## WRITTEN EXERCISE
Rewrite the records below as a JSON list of strings, one string per line and no entries for blank lines, covering every record from start to finish. Leave the pictures out of the answer.

## RECORDS SHOWN

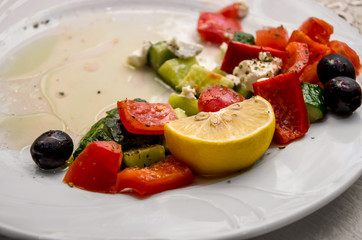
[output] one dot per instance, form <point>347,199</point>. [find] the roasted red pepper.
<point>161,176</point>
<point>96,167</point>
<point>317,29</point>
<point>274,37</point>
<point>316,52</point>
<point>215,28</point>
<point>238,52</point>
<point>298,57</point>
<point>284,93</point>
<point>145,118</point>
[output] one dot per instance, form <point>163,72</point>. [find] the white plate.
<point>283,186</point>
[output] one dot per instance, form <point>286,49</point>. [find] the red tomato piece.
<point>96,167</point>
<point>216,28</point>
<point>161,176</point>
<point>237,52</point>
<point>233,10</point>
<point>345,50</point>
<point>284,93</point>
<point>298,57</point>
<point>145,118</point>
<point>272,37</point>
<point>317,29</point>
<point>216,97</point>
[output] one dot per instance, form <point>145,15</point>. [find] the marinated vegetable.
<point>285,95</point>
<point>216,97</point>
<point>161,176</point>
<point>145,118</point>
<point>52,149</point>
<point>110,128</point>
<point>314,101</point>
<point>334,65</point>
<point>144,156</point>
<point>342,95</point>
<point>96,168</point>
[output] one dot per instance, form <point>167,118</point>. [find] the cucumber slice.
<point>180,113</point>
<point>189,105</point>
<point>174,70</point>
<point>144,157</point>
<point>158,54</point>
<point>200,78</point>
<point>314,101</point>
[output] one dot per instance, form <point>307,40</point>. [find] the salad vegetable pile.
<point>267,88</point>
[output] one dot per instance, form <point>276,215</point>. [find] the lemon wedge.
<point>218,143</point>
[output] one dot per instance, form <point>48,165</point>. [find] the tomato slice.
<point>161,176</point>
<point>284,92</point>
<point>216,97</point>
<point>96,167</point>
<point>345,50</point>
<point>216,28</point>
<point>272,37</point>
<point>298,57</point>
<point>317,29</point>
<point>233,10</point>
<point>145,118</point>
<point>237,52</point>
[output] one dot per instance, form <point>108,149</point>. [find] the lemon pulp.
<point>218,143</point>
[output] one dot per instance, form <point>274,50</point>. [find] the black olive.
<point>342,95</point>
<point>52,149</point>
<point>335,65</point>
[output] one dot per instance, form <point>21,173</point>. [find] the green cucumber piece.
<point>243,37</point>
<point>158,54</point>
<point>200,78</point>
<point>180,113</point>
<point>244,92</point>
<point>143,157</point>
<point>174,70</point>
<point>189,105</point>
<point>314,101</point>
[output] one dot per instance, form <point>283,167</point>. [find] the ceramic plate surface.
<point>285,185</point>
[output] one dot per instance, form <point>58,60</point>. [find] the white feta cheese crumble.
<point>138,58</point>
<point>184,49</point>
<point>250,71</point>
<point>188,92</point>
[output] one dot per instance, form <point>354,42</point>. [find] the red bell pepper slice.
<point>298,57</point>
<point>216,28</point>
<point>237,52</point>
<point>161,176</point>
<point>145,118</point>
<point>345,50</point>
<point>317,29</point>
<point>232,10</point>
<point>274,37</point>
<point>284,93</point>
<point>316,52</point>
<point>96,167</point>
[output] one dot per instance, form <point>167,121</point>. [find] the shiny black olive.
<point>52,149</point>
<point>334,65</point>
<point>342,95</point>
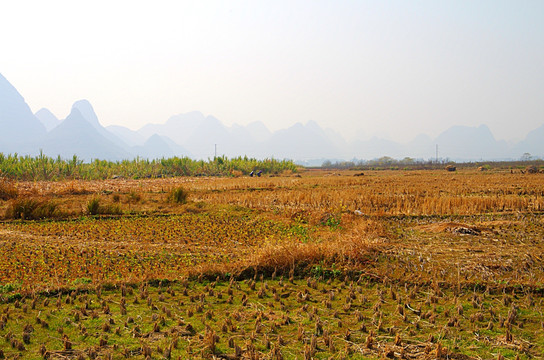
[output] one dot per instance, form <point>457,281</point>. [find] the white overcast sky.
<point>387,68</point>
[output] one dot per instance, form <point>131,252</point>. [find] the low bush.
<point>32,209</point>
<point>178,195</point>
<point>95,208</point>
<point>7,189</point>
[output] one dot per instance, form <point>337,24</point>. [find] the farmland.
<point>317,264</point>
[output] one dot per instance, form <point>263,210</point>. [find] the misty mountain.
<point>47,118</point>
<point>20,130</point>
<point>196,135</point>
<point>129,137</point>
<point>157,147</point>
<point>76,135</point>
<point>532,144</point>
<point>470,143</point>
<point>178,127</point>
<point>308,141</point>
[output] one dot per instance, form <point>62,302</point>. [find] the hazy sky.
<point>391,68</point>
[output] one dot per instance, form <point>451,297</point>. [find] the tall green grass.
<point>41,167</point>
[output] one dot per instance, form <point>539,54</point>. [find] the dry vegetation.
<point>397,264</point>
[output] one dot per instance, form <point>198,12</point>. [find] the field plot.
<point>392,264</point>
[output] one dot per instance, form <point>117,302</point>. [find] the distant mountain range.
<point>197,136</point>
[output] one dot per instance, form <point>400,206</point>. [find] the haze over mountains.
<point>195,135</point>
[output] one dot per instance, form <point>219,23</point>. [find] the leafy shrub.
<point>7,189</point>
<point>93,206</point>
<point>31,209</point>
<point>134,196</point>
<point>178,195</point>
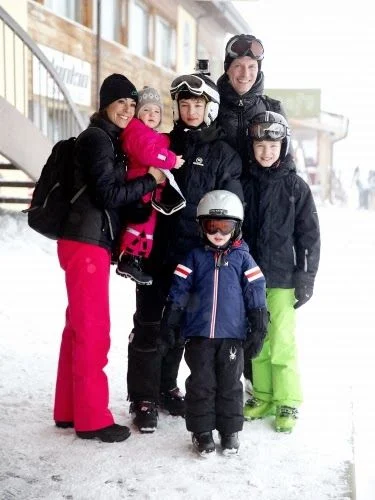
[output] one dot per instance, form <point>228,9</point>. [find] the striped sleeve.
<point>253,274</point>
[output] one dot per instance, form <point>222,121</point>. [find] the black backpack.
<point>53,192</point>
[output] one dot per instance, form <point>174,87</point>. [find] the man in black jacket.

## SOLUTION TO THE EXERCISE
[
  "[output] one dot per instance, form <point>347,199</point>. [find] the roasted red pepper.",
  "<point>161,176</point>",
  "<point>96,167</point>",
  "<point>317,29</point>",
  "<point>274,37</point>",
  "<point>316,52</point>",
  "<point>215,28</point>",
  "<point>238,52</point>",
  "<point>298,57</point>",
  "<point>284,93</point>",
  "<point>145,118</point>",
  "[output] one dot per instance, form <point>163,72</point>. [find] the white plate.",
  "<point>283,186</point>",
  "[output] one dot per instance, form <point>286,49</point>. [find] the red tomato piece.",
  "<point>96,167</point>",
  "<point>216,28</point>",
  "<point>161,176</point>",
  "<point>237,52</point>",
  "<point>233,10</point>",
  "<point>345,50</point>",
  "<point>284,93</point>",
  "<point>298,57</point>",
  "<point>145,118</point>",
  "<point>272,37</point>",
  "<point>317,29</point>",
  "<point>216,97</point>",
  "[output] one dot per instance, form <point>145,15</point>. [find] the marinated vegetable.",
  "<point>285,95</point>",
  "<point>216,97</point>",
  "<point>161,176</point>",
  "<point>145,118</point>",
  "<point>52,149</point>",
  "<point>110,128</point>",
  "<point>314,101</point>",
  "<point>334,65</point>",
  "<point>144,156</point>",
  "<point>342,95</point>",
  "<point>96,168</point>",
  "[output] one dot per instance, form <point>167,118</point>. [find] the cucumber slice.",
  "<point>180,113</point>",
  "<point>189,105</point>",
  "<point>174,70</point>",
  "<point>144,157</point>",
  "<point>158,54</point>",
  "<point>200,78</point>",
  "<point>314,101</point>",
  "[output] one dot per instance, form <point>307,40</point>. [find] the salad vegetable pile.",
  "<point>267,88</point>",
  "[output] one dot per instance, form <point>276,215</point>. [find] the lemon wedge.",
  "<point>218,143</point>",
  "[output] one dot per instance, form <point>48,165</point>. [find] the tomato slice.",
  "<point>161,176</point>",
  "<point>284,92</point>",
  "<point>216,97</point>",
  "<point>96,167</point>",
  "<point>345,50</point>",
  "<point>216,28</point>",
  "<point>272,37</point>",
  "<point>298,57</point>",
  "<point>317,29</point>",
  "<point>233,10</point>",
  "<point>145,118</point>",
  "<point>237,52</point>",
  "[output] one dot per instance, form <point>108,149</point>. [find] the lemon pulp.",
  "<point>218,143</point>",
  "[output] one dot per instance, form <point>274,50</point>. [find] the black olive.",
  "<point>342,95</point>",
  "<point>52,149</point>",
  "<point>335,65</point>",
  "[output] one dot per instance, form <point>21,173</point>. [find] the green cucumber piece.",
  "<point>243,37</point>",
  "<point>158,54</point>",
  "<point>200,78</point>",
  "<point>180,113</point>",
  "<point>244,92</point>",
  "<point>143,157</point>",
  "<point>174,70</point>",
  "<point>189,105</point>",
  "<point>314,101</point>",
  "[output] one dot per instance, form <point>283,167</point>. [find] the ceramic plate surface.",
  "<point>285,185</point>",
  "[output] one dot per instance, form <point>58,60</point>. [find] the white feta cheese crumble.",
  "<point>138,58</point>",
  "<point>184,49</point>",
  "<point>250,71</point>",
  "<point>188,92</point>",
  "[output] one dot per instance, form <point>354,42</point>. [find] the red bell pepper slice.",
  "<point>298,57</point>",
  "<point>216,28</point>",
  "<point>237,52</point>",
  "<point>161,176</point>",
  "<point>145,118</point>",
  "<point>345,50</point>",
  "<point>317,29</point>",
  "<point>232,10</point>",
  "<point>274,37</point>",
  "<point>284,93</point>",
  "<point>316,52</point>",
  "<point>96,167</point>",
  "[output] one dot per instance, form <point>167,121</point>. [find] the shiny black olive.",
  "<point>52,149</point>",
  "<point>334,65</point>",
  "<point>342,95</point>",
  "[output] one dot per instance, form <point>457,281</point>. [find] the white overcast sky.",
  "<point>387,68</point>",
  "[output] one dot per instance, form <point>131,252</point>. [find] the low bush.",
  "<point>32,209</point>",
  "<point>178,195</point>",
  "<point>95,208</point>",
  "<point>7,189</point>",
  "[output] one dot per instance, form <point>337,24</point>. [find] the farmland.",
  "<point>317,264</point>",
  "[output] one dot per instance, form <point>263,210</point>. [find] the misty mountain.",
  "<point>47,118</point>",
  "<point>20,130</point>",
  "<point>196,135</point>",
  "<point>129,137</point>",
  "<point>157,147</point>",
  "<point>76,135</point>",
  "<point>532,144</point>",
  "<point>470,143</point>",
  "<point>178,127</point>",
  "<point>308,141</point>",
  "[output] one dot per instance, form <point>62,302</point>. [find] the hazy sky.",
  "<point>391,68</point>",
  "[output] one dot per instance, form <point>451,297</point>. [find] the tall green grass.",
  "<point>41,167</point>",
  "[output] one dot per instance, form <point>539,54</point>. [find] the dry vegetation.",
  "<point>397,264</point>",
  "[output] one dot per instance, form <point>198,12</point>. [find] the field plot.",
  "<point>392,264</point>",
  "[output] one dot per instance, form <point>117,302</point>. [find] the distant mountain range.",
  "<point>197,136</point>",
  "[output] one dot per instance, form <point>400,206</point>. [find] the haze over mountains.",
  "<point>195,135</point>",
  "[output] one dot per instance, form <point>219,23</point>. [find] the leafy shrub.",
  "<point>7,189</point>",
  "<point>93,206</point>",
  "<point>31,209</point>",
  "<point>134,196</point>",
  "<point>178,195</point>",
  "[output] one dot per instance, form <point>228,9</point>. [find] the striped sleeve.",
  "<point>253,274</point>",
  "[output] one dot per instance, form <point>222,121</point>. [find] the black backpack.",
  "<point>53,192</point>",
  "[output] one dot per instance, form <point>174,87</point>. [find] the man in black jacket."
]